** start of Data section **

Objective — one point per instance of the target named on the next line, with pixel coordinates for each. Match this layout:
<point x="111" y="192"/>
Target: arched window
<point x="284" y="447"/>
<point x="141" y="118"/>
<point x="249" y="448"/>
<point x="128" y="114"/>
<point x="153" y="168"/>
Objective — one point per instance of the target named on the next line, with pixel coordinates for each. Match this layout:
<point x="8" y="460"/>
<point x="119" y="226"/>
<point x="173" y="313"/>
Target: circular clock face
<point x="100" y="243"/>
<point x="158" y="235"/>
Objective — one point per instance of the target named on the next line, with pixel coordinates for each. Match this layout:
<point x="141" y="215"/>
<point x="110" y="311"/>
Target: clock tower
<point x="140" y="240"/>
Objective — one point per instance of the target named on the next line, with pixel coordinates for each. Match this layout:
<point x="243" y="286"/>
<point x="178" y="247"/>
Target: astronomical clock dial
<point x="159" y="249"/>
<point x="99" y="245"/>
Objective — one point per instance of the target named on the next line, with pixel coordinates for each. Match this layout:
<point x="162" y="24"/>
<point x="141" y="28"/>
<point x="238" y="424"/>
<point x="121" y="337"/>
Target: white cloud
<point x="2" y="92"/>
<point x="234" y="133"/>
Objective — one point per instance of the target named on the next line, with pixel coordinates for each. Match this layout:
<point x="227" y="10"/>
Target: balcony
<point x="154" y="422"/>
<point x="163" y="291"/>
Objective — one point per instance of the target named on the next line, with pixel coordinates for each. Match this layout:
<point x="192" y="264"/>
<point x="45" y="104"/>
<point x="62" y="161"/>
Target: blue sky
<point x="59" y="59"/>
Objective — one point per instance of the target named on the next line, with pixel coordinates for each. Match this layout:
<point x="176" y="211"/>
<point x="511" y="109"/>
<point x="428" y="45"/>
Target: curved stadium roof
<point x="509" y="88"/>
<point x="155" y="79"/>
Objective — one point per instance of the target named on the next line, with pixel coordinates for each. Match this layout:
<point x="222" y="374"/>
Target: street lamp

** end of Data section **

Write the material out exactly, with nothing left out.

Objective — one point per instance of the target named on the next line, with pixel coordinates for each. Match this layout:
<point x="111" y="192"/>
Target: arched window
<point x="284" y="447"/>
<point x="141" y="118"/>
<point x="249" y="448"/>
<point x="128" y="114"/>
<point x="153" y="168"/>
Objective — one point per instance of the target named on the next line, with pixel coordinates for each. Match this layout:
<point x="8" y="460"/>
<point x="119" y="226"/>
<point x="173" y="313"/>
Target: circular clock face
<point x="100" y="243"/>
<point x="158" y="235"/>
Objective — one point per instance of the target named on the next line, with pixel coordinates for each. Match this layout:
<point x="141" y="215"/>
<point x="110" y="311"/>
Target: clock tower
<point x="140" y="240"/>
Objective — one point per instance of the target named on the next line, with pixel coordinates for each. Match this layout:
<point x="243" y="286"/>
<point x="178" y="247"/>
Target: astronomical clock dial
<point x="159" y="249"/>
<point x="99" y="245"/>
Objective — one point per instance of the target named on the next line, with pixel coordinates for each. Match this layout:
<point x="162" y="24"/>
<point x="141" y="28"/>
<point x="238" y="424"/>
<point x="121" y="337"/>
Target: white cloud
<point x="2" y="92"/>
<point x="234" y="133"/>
Objective — one point per instance of the target named on the next line, with pixel coordinates for each. Match this layout:
<point x="227" y="10"/>
Target: balcony
<point x="154" y="422"/>
<point x="163" y="291"/>
Objective — one point per instance of the target named on the next line, with pixel coordinates for each. Match this layout:
<point x="192" y="264"/>
<point x="45" y="104"/>
<point x="62" y="161"/>
Target: blue sky
<point x="59" y="59"/>
Objective — one point per instance of the target named on the next line, with pixel coordinates for each. Match this layout:
<point x="176" y="211"/>
<point x="511" y="109"/>
<point x="428" y="45"/>
Target: curved stadium roof
<point x="509" y="88"/>
<point x="155" y="79"/>
Objective — one point per instance of the target named on the next line, with pixel coordinates for each. Match this layout:
<point x="222" y="374"/>
Target: street lamp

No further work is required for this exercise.